- _PAGE_:
++++++++

Kaidomain copper mounted led's

I have 10 sinkpads that I got as free samples, some aluminum and some copper. Does anyone want a copper XM-L and an aluminum XM-L bare sinkpad for some testing? Shoot me a PM, and I’ll try and hook you up.

A machinist told me that the alum might be better . We need to find out.

I see a little project coming up: a kind BLF-er (Slim Pickens) has just this week offered me some aluminium Sinkpads for the Luxeon TX (that I do not posess as yet, by the way). and I would not mind finding out what the aluminium ones do compared to copper, so yes, I would like them, but I do have a spare 20mm copper Sinkpad, so unless it is not going to be used anyway (I will never say no to an extra Sinkpad :-) ) I am already happy with just the aluminium one. PM sent.

It seems you are right Old-Lumens. I removed the sst-90, hit the board with a dremel and tested it with the DMM. All results point to direct copper.

Test the board as is, the way the emitter will see it. If you have continuity then you should also have a direct thermal path. And that board is not the one they showed in the link.

Because I’m stupid and I like to do things the hard way :Sp I can find another way to mount the led, it doesn’t really bother me.

I hadn’t picked up on the board being a different colour. The specs are the same in every other way though.

++++++++

[Point annotation records]

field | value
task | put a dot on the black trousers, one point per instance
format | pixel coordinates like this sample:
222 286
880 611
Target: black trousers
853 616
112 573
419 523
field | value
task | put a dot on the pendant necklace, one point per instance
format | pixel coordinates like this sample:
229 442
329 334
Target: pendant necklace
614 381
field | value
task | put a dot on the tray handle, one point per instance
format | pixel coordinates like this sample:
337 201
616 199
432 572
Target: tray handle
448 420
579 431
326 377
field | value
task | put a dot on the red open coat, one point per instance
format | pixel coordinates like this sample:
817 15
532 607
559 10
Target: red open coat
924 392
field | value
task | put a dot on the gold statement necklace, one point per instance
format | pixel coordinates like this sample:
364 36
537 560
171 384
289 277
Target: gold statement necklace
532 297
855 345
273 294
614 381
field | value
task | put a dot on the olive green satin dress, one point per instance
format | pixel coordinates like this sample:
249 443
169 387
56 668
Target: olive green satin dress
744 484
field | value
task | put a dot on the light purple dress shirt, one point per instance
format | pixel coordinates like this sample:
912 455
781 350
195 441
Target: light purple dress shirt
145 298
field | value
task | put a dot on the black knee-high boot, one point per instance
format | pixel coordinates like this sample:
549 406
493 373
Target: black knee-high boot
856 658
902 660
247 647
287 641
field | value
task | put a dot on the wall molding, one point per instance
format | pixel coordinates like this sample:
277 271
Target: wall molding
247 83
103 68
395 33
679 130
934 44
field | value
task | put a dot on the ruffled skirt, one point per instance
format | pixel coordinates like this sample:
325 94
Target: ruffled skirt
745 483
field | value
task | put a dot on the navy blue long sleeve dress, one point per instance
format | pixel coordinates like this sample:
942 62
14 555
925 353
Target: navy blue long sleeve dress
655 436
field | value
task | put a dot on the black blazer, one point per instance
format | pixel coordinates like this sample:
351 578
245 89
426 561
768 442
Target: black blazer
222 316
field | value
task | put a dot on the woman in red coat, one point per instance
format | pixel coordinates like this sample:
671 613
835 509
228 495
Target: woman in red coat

++++++++

- _GIVEN INSTRUCTION_: Please sum up the forum thread on Kaidomain copper mounted LEDs in two sentences. The entries are not needed for this.

- _RESULT OF THIS EXERCISE_: A forum member offers free copper and aluminum sinkpad samples for testing, and another takes up the offer to compare aluminum with copper. After removing an SST-90 and testing the board with a DMM, one poster finds the results point to direct copper, while another notes that this board is not the one shown in the link.